[Point localization data]

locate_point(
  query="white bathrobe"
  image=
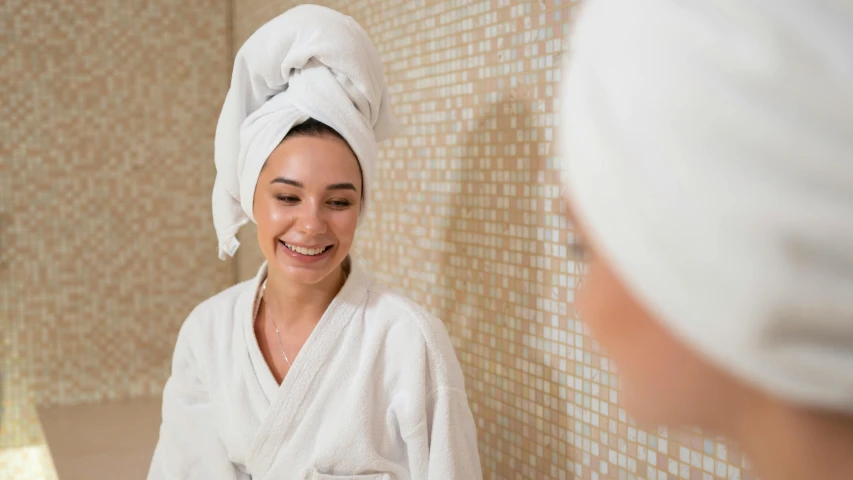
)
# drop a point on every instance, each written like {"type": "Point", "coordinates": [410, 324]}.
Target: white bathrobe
{"type": "Point", "coordinates": [376, 393]}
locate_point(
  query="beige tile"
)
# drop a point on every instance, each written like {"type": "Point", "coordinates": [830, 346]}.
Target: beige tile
{"type": "Point", "coordinates": [111, 440]}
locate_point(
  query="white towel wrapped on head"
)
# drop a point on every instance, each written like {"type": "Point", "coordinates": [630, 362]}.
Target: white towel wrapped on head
{"type": "Point", "coordinates": [309, 62]}
{"type": "Point", "coordinates": [708, 152]}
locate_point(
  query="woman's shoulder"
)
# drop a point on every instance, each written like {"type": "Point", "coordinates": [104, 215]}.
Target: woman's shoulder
{"type": "Point", "coordinates": [412, 332]}
{"type": "Point", "coordinates": [395, 306]}
{"type": "Point", "coordinates": [408, 318]}
{"type": "Point", "coordinates": [220, 311]}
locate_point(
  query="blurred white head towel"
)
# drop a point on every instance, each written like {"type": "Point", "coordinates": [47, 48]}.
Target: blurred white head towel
{"type": "Point", "coordinates": [707, 149]}
{"type": "Point", "coordinates": [309, 62]}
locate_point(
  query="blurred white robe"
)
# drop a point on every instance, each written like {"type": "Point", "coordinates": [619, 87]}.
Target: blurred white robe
{"type": "Point", "coordinates": [375, 394]}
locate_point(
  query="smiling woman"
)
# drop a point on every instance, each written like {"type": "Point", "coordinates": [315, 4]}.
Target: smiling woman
{"type": "Point", "coordinates": [310, 370]}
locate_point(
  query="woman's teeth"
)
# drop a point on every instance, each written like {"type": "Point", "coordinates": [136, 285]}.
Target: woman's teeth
{"type": "Point", "coordinates": [305, 251]}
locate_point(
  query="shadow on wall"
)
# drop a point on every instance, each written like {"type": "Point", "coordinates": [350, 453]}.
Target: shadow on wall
{"type": "Point", "coordinates": [500, 277]}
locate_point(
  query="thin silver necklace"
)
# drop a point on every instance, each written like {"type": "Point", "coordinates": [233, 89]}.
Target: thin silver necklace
{"type": "Point", "coordinates": [277, 333]}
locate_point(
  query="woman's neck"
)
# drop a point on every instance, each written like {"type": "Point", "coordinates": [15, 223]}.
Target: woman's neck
{"type": "Point", "coordinates": [294, 303]}
{"type": "Point", "coordinates": [788, 443]}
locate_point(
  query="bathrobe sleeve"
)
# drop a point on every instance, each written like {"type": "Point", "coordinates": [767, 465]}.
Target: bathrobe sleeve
{"type": "Point", "coordinates": [189, 447]}
{"type": "Point", "coordinates": [442, 443]}
{"type": "Point", "coordinates": [446, 449]}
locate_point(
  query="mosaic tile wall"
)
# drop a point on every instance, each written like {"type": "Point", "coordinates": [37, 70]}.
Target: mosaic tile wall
{"type": "Point", "coordinates": [107, 118]}
{"type": "Point", "coordinates": [466, 220]}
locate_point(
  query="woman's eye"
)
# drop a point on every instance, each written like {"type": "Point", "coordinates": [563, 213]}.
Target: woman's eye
{"type": "Point", "coordinates": [287, 199]}
{"type": "Point", "coordinates": [340, 204]}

● **EXERCISE BRIEF**:
Starting at the line in the records above that contains "Target: woman's neck", output every line up to and including the last one, with nothing added.

● **COMPLETED TASK**:
Target: woman's neck
{"type": "Point", "coordinates": [294, 303]}
{"type": "Point", "coordinates": [788, 443]}
locate_point(
  query="bathrobe sleeve"
)
# drop a point on every instance, each written like {"type": "Point", "coordinates": [767, 465]}.
Target: bathrobe sleeve
{"type": "Point", "coordinates": [189, 447]}
{"type": "Point", "coordinates": [442, 443]}
{"type": "Point", "coordinates": [446, 449]}
locate_point(
  query="mosaic tile wall"
)
# drop a point on every instance, each written like {"type": "Point", "coordinates": [37, 70]}.
Target: mosaic tile wall
{"type": "Point", "coordinates": [107, 118]}
{"type": "Point", "coordinates": [466, 220]}
locate_point(
  query="woman's eye"
)
# drop a point on every instance, each written like {"type": "Point", "coordinates": [563, 213]}.
Target: woman's eye
{"type": "Point", "coordinates": [287, 199]}
{"type": "Point", "coordinates": [340, 204]}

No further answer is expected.